Materials provided:
+++
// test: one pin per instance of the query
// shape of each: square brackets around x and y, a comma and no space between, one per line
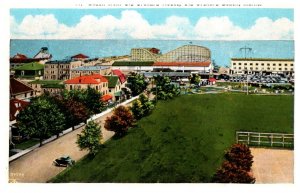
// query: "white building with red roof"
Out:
[95,81]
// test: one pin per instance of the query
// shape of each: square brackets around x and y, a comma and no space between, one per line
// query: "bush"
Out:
[240,155]
[90,138]
[231,173]
[120,121]
[237,166]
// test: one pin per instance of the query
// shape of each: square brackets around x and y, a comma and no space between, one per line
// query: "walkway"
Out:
[36,166]
[273,165]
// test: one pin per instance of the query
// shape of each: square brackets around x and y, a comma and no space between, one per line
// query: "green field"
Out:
[184,139]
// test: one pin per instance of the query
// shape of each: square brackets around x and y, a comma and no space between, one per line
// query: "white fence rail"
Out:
[265,139]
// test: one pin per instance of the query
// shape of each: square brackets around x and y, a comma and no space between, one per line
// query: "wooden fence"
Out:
[265,139]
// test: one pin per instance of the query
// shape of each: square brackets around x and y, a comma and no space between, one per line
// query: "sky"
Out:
[160,23]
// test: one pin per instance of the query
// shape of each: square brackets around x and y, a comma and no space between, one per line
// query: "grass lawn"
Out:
[27,144]
[183,140]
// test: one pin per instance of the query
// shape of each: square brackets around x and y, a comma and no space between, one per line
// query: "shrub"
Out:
[231,173]
[120,121]
[240,155]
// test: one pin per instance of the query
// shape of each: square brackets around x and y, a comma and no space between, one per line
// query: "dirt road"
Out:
[273,165]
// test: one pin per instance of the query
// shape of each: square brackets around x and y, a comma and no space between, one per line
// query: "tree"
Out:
[76,112]
[41,118]
[195,79]
[136,83]
[137,110]
[90,138]
[120,121]
[93,100]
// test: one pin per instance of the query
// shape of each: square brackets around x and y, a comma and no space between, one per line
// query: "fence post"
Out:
[248,138]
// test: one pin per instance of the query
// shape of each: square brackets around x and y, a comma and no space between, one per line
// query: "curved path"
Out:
[36,166]
[273,165]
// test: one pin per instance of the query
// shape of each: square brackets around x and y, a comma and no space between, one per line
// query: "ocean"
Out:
[221,51]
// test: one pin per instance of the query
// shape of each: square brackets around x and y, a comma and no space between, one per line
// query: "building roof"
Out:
[23,60]
[17,87]
[15,106]
[133,63]
[59,62]
[31,66]
[212,80]
[89,79]
[112,81]
[89,68]
[120,74]
[189,64]
[43,54]
[20,56]
[169,74]
[106,97]
[80,56]
[262,59]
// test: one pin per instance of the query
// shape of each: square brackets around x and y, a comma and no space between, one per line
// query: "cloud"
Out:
[264,28]
[132,25]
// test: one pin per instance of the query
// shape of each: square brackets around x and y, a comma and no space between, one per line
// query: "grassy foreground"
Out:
[183,140]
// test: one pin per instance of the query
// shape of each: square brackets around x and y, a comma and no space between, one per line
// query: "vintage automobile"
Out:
[64,161]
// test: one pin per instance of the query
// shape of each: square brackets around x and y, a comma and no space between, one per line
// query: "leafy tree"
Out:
[120,121]
[136,83]
[137,110]
[240,155]
[231,173]
[90,138]
[195,79]
[141,107]
[41,118]
[164,88]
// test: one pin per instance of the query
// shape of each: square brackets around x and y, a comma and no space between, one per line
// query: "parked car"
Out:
[64,161]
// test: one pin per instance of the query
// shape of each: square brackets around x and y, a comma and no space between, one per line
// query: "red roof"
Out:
[17,87]
[80,56]
[120,74]
[20,56]
[190,64]
[16,105]
[106,97]
[212,80]
[89,79]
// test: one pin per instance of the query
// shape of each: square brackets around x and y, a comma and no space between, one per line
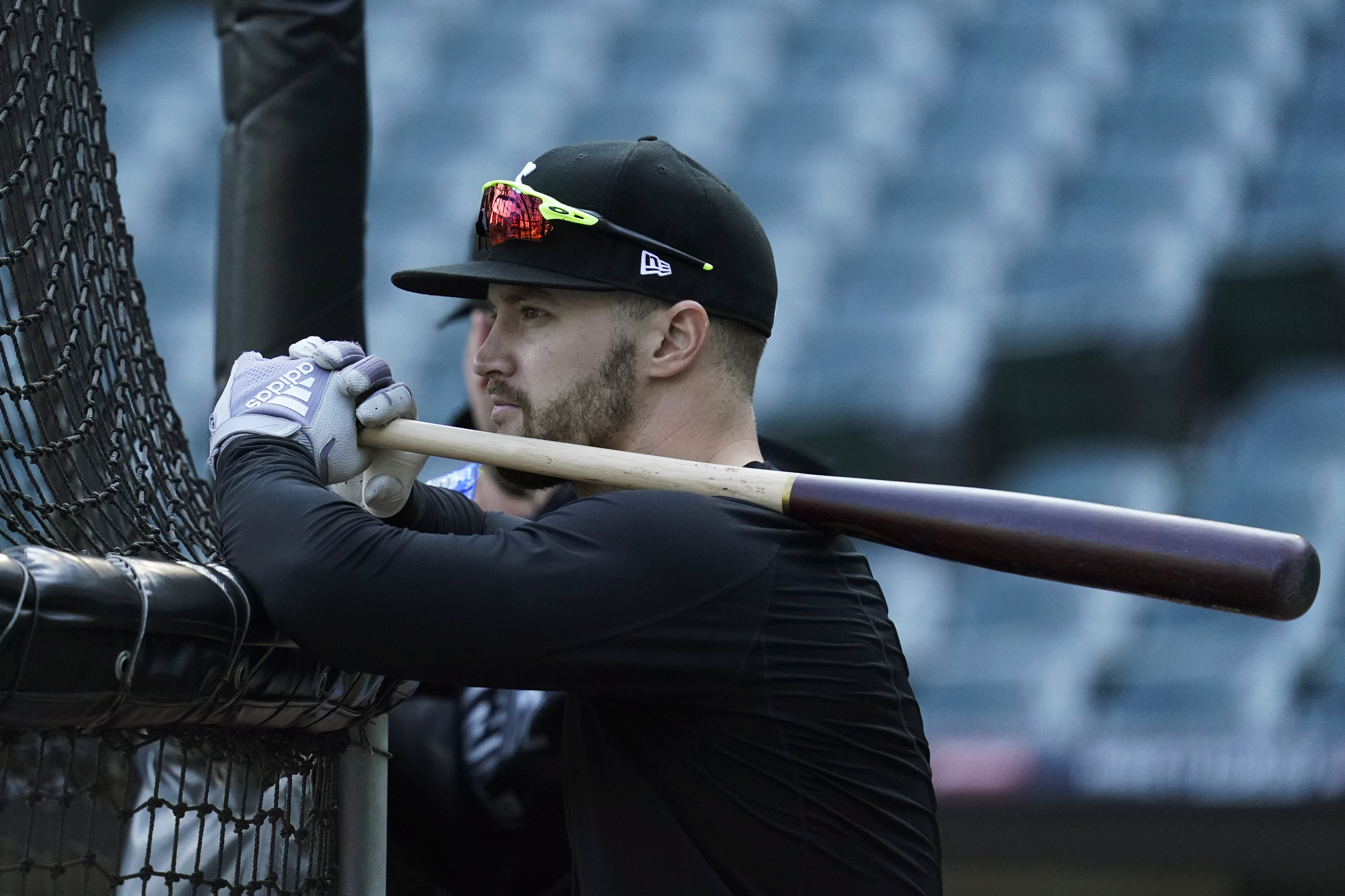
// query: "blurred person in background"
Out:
[475,803]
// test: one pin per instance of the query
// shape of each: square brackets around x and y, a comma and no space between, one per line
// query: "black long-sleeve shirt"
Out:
[738,715]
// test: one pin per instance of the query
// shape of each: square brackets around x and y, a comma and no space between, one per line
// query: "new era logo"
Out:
[652,264]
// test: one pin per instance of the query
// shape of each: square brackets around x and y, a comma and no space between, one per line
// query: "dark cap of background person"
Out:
[646,186]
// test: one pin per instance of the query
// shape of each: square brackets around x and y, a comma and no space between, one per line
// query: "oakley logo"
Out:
[652,264]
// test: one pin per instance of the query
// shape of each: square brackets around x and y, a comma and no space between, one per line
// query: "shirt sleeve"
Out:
[621,593]
[449,512]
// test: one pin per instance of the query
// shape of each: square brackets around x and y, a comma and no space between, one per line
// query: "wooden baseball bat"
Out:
[1175,558]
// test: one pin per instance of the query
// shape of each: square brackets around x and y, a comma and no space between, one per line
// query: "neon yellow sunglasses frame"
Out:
[556,210]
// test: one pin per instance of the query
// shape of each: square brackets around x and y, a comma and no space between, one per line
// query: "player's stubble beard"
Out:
[591,411]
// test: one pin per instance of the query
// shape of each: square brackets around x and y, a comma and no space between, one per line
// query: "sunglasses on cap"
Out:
[512,210]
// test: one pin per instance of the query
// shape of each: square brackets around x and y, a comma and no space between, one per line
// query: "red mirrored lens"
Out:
[508,214]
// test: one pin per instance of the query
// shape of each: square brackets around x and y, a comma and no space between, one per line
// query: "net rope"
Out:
[169,812]
[92,453]
[93,460]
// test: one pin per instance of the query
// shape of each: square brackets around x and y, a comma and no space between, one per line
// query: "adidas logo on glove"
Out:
[292,390]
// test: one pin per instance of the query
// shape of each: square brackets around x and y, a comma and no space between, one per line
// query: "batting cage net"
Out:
[157,735]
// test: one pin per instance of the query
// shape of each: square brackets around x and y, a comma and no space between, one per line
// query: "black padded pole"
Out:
[294,175]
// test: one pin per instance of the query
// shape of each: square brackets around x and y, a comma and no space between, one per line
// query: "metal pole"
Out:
[294,175]
[362,813]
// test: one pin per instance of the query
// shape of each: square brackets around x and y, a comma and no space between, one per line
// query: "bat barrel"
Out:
[1199,562]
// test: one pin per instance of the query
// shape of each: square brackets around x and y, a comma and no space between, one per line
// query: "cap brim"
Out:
[471,280]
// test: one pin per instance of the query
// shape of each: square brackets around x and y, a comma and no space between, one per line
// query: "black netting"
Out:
[92,453]
[186,812]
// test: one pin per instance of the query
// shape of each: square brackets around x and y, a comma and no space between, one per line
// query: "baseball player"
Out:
[738,715]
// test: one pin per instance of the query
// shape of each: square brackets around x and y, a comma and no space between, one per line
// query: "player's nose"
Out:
[493,359]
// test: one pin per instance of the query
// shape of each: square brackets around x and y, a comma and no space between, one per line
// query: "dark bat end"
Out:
[1294,582]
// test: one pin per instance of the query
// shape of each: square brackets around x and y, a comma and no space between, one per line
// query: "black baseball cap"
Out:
[646,186]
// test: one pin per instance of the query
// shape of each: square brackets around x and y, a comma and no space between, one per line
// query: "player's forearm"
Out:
[303,550]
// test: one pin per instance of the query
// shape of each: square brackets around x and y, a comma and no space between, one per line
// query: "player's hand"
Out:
[385,486]
[311,395]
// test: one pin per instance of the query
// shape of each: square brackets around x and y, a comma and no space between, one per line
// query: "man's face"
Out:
[560,366]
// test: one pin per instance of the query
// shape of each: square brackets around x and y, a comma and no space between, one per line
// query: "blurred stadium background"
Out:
[1082,248]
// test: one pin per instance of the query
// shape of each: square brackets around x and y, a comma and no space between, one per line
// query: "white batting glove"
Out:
[311,397]
[385,486]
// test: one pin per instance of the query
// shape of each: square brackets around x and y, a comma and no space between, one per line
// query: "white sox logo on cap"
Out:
[652,264]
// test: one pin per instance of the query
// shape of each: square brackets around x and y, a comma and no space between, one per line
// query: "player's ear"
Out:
[684,330]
+++
Prompt: Please pick out every line of the records above that contains the word "pole" and copy each one. Case counts.

Solution to the problem:
// query: "black padded pole"
// query: "metal pole"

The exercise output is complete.